__Bloque de texto__:
Los años más bellos de una vida

Los años vividos…

Sentarse en una sala de cine casi vacía y dejarse llevar. Leer una cita y escuchar una canción. Emocionarse y tener ganas de llorar. Sentir el inevitable paso del tiempo. Y saber que aquellos años fueron bellos, pero estos esconden otras vivencias. Explicar lo inexplicable. La química de dos rostros. Oír unos versos de Boris Vian. Dos miradas, dos sonrisas, dos gestos (retirar el pelo del rostro)… en 1966 y en 2019. Los mismos movimientos que uno reconoce en el otro, pero con más experiencias vividas. Recuerdo y olvido… y un presente. Correr veloz con un coche: atravesar París para llegar a una cita. Cometer locuras con un dos caballos. Estar dispuesto siempre a la huida. Una película que se convierte en poema.

“Los años más bellos de una vida son aquellos que todavía no hemos vivido”, escribió Víctor Hugo. Aunque estés rozando el momento de abandonar la vida. Aunque te cueste moverte. Aunque no sepas dónde estás. Aunque solo te quedes con algunos recuerdos y unos versos. Aunque te sigas enamorando una y otra vez. Claude Lelouch perpetua la vida de dos de sus personajes. Aquellos que protagonizaron Un hombre y una mujer y se enamoraron al son de la melodía de Francis Lai, que ya nos dejó hace apenas unos meses. Ahora son dos ancianos. Él está en una residencia y apenas retiene los recuerdos, se aferra a un rostro del pasado. Ella sigue la vida apacible, con algún que otro sobresalto, al lado de su hija y su nieta. El hijo de él piensa que no sería mala idea que ella fuese a verlo. Y entonces surge la posibilidad de seguir viviendo más años bellos, aunque sea en sueños, en la imaginación o quizá todo sea real.

Descripciones de regiones en lenguaje natural
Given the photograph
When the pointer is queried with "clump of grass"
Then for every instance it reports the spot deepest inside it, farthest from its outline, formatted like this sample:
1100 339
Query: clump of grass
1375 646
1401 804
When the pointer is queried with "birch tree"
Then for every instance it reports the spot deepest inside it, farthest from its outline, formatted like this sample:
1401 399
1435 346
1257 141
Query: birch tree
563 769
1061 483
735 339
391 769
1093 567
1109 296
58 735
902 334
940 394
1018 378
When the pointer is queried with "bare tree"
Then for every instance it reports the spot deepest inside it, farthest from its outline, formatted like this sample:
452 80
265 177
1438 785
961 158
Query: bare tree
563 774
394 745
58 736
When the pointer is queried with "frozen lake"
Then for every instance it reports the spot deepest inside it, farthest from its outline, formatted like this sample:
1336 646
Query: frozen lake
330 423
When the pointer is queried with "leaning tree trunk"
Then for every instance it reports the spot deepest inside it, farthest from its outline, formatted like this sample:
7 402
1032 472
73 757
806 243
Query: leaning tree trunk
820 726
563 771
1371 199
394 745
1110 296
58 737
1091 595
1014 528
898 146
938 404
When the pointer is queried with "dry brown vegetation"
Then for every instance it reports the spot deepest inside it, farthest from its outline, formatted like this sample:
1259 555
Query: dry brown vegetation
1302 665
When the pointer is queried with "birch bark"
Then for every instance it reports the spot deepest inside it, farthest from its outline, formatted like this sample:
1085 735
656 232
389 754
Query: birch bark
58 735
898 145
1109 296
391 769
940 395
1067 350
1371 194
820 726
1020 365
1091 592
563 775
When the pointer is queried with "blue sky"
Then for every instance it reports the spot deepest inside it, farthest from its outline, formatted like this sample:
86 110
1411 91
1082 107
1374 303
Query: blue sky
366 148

__Problema__: En el texto sobre la película de Claude Lelouch, ¿a quién se atribuye la frase "Los años más bellos de una vida son aquellos que todavía no hemos vivido"? Las líneas no tienen ningún papel en este ejercicio.

__Solución del ejercicio__: A Víctor Hugo.